提示された文章 |

<<<<

プロダクトチームのコンセンサスを得る「ローマ式投票法」

この記事では「ローマ式投票法(Roman Vote)」という意思決定を支援するためのアクティビティの一つをご紹介します。ローマ式投票法の導入によって、チームは様々なメリットを得ることができます。チームのコンセンサスが得やすく、サポートしあえる関係を構築できたり、チームの心理的安全性を担保できる、など。みなさんは、普段からどのように周囲のコンセンサスを得ていますか?

目次

意思決定の場でよく起こること

複数人で何か意思決定をするときに、困った経験は誰にでもあると思います。それが例え仕事だとしても、プライベートだとしても。さぁ、意思決定をしようとするときに静かになる。そこで口にする「みなさん、これでいいですか?」それに対して、コクリと頷く人もいれば、異論がなければそれは賛成という都合のいいように解釈して、その場を締めちゃうなんてことはありますが、それは周囲のコンセンサスが得ているとはとても言えませんよね。以前ブログでもご紹介した「2×2」を実践する上でも同様のケースに陥るかもしれません。

どうすればもっと効率よく合意することができるのか?よくある模範回答は以下の2つではないでしょうか。

  1. 多数決によって決める
  2. 相談や話し合いの場を設けて偉い人が決める

これでもし、周囲のコンセンサスを得ることができたのなら、それは嬉しいですよね。二人とかだったら争いはないのでしょうけど、それがプロジェクトチームのように複数人が関与していた場合、多くの意思決定の場が懸念点の洗い出しやアイディアの出し合いで終わってしまい、次に持ち越されることもしばしばあるのではないでしょうか?自分はよくありました。「また別途お時間を調整して相談させてください」は一時、自分の中での流行語大賞になっていました。
「賛成」や「反対」の文脈で許容してしまうと、結果に対するサポートであったり、より良い提案が生まれにくくなってしまいます。決定事項に対して納得して熱量が半端ない人もいれば、しらけている少数派の人だっているでしょう。このような意思決定方法論が続くと、中長期的に見るとプロダクトや組織に関する課題は徐々に表面化してくる恐れがあります。

>>>>

保存済みデータ |
<<<<

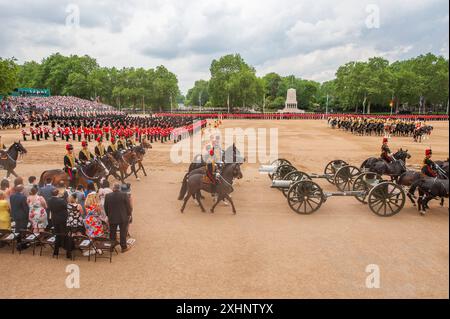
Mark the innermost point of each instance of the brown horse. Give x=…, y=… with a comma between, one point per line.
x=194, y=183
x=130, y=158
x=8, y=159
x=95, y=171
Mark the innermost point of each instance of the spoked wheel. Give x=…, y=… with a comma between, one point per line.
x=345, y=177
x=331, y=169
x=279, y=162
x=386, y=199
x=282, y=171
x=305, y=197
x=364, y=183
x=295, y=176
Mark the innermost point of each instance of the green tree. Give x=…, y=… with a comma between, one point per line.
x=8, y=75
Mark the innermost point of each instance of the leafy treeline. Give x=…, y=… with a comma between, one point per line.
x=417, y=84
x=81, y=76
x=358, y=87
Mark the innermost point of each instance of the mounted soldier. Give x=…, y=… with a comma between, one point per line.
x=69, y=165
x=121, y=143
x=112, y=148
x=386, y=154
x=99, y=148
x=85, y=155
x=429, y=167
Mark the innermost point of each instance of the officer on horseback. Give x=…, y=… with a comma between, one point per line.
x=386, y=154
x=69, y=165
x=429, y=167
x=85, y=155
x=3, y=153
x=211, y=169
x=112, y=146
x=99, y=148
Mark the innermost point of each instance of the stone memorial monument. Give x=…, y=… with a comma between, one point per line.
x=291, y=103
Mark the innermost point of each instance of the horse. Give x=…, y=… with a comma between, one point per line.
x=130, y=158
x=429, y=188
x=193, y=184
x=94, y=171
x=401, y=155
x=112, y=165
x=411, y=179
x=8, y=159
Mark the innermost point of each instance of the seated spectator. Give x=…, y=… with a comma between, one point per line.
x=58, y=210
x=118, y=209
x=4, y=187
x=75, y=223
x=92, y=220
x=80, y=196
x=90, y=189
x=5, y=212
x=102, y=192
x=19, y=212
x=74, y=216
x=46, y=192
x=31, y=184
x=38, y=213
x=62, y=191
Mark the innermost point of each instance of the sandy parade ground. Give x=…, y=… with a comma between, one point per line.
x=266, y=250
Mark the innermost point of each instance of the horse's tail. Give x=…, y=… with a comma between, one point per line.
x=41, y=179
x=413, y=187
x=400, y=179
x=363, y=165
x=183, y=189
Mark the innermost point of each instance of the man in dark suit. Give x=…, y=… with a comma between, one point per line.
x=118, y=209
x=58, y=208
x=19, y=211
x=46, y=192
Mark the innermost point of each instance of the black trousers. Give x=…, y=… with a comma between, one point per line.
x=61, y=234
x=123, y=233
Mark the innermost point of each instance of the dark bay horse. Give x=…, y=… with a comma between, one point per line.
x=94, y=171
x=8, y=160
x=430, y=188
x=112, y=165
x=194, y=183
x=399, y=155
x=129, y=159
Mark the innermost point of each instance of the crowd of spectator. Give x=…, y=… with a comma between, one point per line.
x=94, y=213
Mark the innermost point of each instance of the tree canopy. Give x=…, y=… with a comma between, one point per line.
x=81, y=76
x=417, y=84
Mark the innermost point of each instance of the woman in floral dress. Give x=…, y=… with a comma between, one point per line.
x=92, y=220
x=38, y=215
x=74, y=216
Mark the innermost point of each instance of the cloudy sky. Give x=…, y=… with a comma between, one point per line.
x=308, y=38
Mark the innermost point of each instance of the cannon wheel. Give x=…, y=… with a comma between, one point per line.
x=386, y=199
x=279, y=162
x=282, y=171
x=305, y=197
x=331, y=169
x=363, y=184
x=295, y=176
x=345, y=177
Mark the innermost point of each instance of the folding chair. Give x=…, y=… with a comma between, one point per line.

>>>>

設問の要件 |
**A.** 次の(i)〜(iii)が提示された文章の内容と合っているかを判定してください。各項目について「はい」か「いいえ」で答え、判断の根拠となる箇所を文章から正確に引用してください。
(i) よくある模範回答の一つとして、多数決で決める方法が挙げられている。
(ii) 筆者は「また別途お時間を調整して相談させてください」という言葉をほとんど使ったことがない。
(iii) 二人で意思決定する場合でも争いは避けられないと述べられている。
**B.** 提示された文章では、意思決定を「賛成」や「反対」の文脈で許容することがなぜ問題だとされているのか、1〜3文で説明してください。

各設問の解答 |
**A.**
(i) はい。「多数決によって決める」
(ii) いいえ。「「また別途お時間を調整して相談させてください」は一時、自分の中での流行語大賞になっていました。」
(iii) いいえ。「二人とかだったら争いはないのでしょうけど」

**B.** 「賛成」や「反対」の文脈で許容すると、結果に対するサポートやより良い提案が生まれにくくなるからです。決定に納得して熱意を持つ人がいる一方で、しらけている少数派も出てきます。このような意思決定の方法が続くと、中長期的にはプロダクトや組織に関する課題が徐々に表面化してくる恐れがあります。